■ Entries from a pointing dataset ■
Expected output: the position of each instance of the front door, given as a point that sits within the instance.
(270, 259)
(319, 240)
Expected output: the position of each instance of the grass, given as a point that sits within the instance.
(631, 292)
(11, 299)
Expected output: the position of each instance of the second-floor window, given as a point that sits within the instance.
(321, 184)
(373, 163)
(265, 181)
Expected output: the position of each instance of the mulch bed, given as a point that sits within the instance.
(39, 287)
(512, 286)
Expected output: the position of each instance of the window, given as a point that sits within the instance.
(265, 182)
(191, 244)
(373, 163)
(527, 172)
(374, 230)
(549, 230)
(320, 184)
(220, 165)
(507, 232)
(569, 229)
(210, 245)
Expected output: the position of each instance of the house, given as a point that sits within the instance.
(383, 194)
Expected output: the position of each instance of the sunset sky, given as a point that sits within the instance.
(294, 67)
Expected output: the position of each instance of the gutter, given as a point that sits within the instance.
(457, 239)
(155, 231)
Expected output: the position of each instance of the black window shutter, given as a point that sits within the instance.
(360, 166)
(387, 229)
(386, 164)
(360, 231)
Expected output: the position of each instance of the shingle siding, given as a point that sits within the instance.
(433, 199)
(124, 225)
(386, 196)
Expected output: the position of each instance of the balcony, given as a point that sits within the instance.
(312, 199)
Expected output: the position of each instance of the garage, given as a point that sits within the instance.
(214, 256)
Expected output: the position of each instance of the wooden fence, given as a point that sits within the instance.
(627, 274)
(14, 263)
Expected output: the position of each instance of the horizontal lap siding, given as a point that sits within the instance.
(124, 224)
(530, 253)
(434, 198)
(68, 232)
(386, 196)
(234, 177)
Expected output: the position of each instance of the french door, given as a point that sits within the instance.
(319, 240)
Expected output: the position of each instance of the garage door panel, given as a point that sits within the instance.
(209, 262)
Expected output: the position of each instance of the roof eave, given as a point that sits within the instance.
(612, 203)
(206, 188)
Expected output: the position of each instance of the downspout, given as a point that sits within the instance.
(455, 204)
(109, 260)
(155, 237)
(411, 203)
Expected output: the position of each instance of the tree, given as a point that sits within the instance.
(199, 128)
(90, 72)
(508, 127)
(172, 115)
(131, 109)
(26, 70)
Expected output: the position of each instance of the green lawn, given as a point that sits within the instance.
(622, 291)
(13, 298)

■ Problem statement ■
Quote all the records exactly, please, leaving none out.

■ Output for this exercise ■
Expected output: the position of each instance of the front door, given as a point that sits within the instance.
(270, 259)
(319, 240)
Expected output: the position of each instance of the grass, given as a point that sits within the instance.
(631, 292)
(11, 299)
Expected output: the position of each instance of the second-floor window, given as a point that sits within the instance.
(321, 184)
(373, 163)
(265, 181)
Expected output: the position of each instance of the mulch bed, given as a point that sits within the instance.
(39, 287)
(512, 286)
Expected output: the position of each instance of the window, given as a point that sits within the instance.
(265, 182)
(191, 244)
(373, 163)
(527, 172)
(374, 230)
(549, 230)
(320, 184)
(220, 165)
(507, 232)
(569, 229)
(210, 245)
Expected output: the position of each instance of the house, given as a point that sits within the instance.
(383, 194)
Expected output: the position of each instance of the sunset sky, given as a point that sits within the instance.
(294, 67)
Expected output: the position of each instance of the gutter, given as a point that sits within the instance.
(457, 239)
(155, 231)
Expected output: the position of each instance of the black window shutter, given as a point that sits within the instance.
(360, 166)
(387, 229)
(386, 164)
(360, 231)
Expected output: the position of each instance of the shingle siding, given as a point that sits within the instance.
(433, 199)
(124, 225)
(386, 196)
Expected output: the position of each instance of the balcony, given as a point that sits within the instance.
(312, 199)
Expected output: the position of each instance of the garage, given as a point that sits within the instance.
(214, 256)
Expected output: the position of each instance of the wooden fence, given as a point that sits within the instance.
(627, 274)
(14, 263)
Expected output: the position of each instance of the horizontal lap siding, given as a point that sits within the instance.
(124, 224)
(530, 253)
(434, 198)
(68, 232)
(386, 196)
(234, 177)
Expected output: the position of each instance of the french door, given as a point that sits within the instance.
(319, 240)
Expected output: the position of each instance of the garage door panel, given as a point that sits within the instance.
(209, 262)
Expected output: the position of each instance of the roof eave, given as a point that sits within the instance.
(612, 203)
(206, 188)
Expected output: the position of each instance of the downspout, given as a point that sits within the instance.
(455, 204)
(109, 260)
(155, 237)
(411, 203)
Expected output: the position of each instance of the tree, given as a point that sits within the instance.
(199, 128)
(90, 72)
(508, 127)
(172, 115)
(131, 109)
(26, 70)
Expected output: the position of each instance of the green lawn, given as a point that sits within the instance.
(622, 291)
(13, 298)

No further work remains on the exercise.